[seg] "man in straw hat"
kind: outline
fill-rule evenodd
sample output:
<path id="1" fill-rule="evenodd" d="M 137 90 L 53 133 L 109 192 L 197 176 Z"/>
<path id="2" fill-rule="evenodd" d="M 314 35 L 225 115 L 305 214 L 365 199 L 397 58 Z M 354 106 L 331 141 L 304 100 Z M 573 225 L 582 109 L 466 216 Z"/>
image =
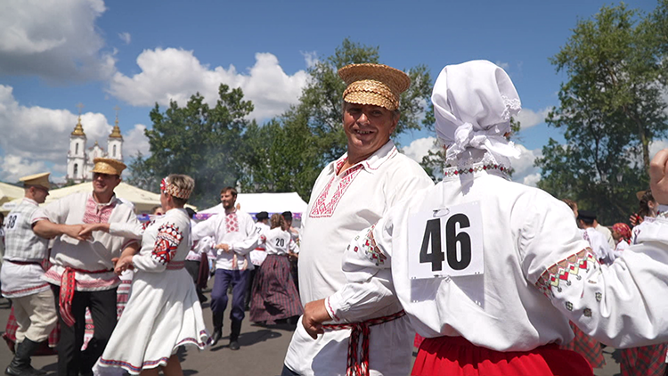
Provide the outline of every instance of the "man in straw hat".
<path id="1" fill-rule="evenodd" d="M 14 358 L 4 372 L 8 375 L 45 374 L 30 365 L 30 357 L 55 327 L 58 316 L 49 283 L 42 280 L 42 262 L 48 254 L 48 240 L 32 231 L 33 215 L 49 195 L 49 173 L 19 179 L 23 183 L 23 200 L 7 216 L 0 280 L 3 296 L 12 300 L 16 330 Z"/>
<path id="2" fill-rule="evenodd" d="M 443 182 L 392 208 L 344 256 L 349 285 L 306 305 L 311 334 L 341 315 L 365 318 L 396 297 L 422 342 L 412 375 L 592 375 L 558 345 L 582 331 L 617 347 L 668 339 L 668 217 L 612 266 L 593 257 L 563 202 L 511 182 L 504 137 L 520 110 L 509 77 L 486 61 L 445 67 L 434 86 Z M 652 161 L 668 204 L 668 150 Z M 383 262 L 379 262 L 383 260 Z M 377 280 L 391 281 L 380 284 Z M 387 342 L 387 347 L 395 346 Z"/>
<path id="3" fill-rule="evenodd" d="M 408 76 L 380 64 L 348 65 L 338 75 L 347 85 L 343 94 L 347 152 L 320 174 L 302 217 L 298 266 L 303 271 L 303 304 L 331 295 L 346 284 L 341 257 L 357 232 L 373 225 L 394 203 L 433 185 L 424 170 L 399 153 L 390 140 L 399 122 L 400 95 L 411 83 Z M 414 332 L 403 315 L 396 300 L 380 307 L 367 317 L 377 324 L 371 336 L 363 331 L 362 340 L 359 328 L 369 323 L 351 331 L 347 323 L 356 320 L 346 314 L 333 317 L 328 331 L 316 339 L 297 323 L 283 375 L 345 374 L 360 367 L 384 375 L 407 374 Z M 354 349 L 359 346 L 363 351 L 358 359 Z"/>
<path id="4" fill-rule="evenodd" d="M 114 274 L 114 258 L 121 250 L 138 249 L 134 239 L 94 232 L 80 235 L 84 224 L 127 223 L 137 225 L 132 205 L 114 194 L 126 165 L 116 159 L 96 158 L 93 192 L 72 193 L 39 208 L 33 216 L 35 233 L 55 238 L 51 251 L 53 266 L 44 279 L 51 283 L 60 313 L 58 374 L 91 374 L 116 325 L 116 290 L 120 281 Z M 81 351 L 89 307 L 95 329 Z"/>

------------

→ **REQUIREMENT**
Pull out every line of the material above that contains the word "straw".

→ **ANSWER TO THIS EXERCISE**
[seg] "man in straw hat"
Provide the outline of every instance of the "man in straw hat".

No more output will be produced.